# Start of Given entries
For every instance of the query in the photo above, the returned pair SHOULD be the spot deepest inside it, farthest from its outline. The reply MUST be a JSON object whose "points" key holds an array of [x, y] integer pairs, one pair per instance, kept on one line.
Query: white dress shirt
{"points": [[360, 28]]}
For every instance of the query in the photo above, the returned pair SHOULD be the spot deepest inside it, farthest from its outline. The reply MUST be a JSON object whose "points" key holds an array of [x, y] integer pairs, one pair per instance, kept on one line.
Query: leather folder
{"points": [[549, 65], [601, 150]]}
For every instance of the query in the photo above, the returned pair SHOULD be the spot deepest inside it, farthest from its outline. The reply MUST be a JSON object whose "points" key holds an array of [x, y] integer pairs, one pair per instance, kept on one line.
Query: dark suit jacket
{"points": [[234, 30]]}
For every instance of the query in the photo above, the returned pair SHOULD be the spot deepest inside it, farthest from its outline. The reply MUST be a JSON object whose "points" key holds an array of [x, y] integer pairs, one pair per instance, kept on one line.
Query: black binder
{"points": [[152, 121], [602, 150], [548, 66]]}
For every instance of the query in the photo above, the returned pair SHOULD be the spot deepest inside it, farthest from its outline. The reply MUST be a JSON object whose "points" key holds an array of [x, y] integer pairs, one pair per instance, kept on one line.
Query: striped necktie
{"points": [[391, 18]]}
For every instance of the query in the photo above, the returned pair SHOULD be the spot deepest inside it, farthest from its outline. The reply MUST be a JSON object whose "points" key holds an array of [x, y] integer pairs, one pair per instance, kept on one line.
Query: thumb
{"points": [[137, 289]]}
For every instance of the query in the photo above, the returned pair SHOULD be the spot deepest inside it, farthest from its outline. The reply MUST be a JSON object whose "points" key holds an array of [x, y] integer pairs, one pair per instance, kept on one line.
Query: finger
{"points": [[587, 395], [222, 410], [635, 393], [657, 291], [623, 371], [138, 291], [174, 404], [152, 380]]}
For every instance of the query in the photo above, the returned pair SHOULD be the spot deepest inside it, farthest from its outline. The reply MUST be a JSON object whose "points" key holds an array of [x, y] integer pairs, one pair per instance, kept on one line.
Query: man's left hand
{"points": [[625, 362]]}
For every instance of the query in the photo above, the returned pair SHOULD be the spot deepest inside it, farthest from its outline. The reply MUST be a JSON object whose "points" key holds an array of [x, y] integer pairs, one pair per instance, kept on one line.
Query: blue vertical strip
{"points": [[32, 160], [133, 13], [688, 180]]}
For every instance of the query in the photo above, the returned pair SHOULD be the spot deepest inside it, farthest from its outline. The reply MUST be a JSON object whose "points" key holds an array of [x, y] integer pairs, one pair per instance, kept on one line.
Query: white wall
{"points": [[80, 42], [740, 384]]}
# End of Given entries
Task to carry out = Count the lines of the records that contain the string "white", matching case exactly. Give only the number.

Worked solution = 2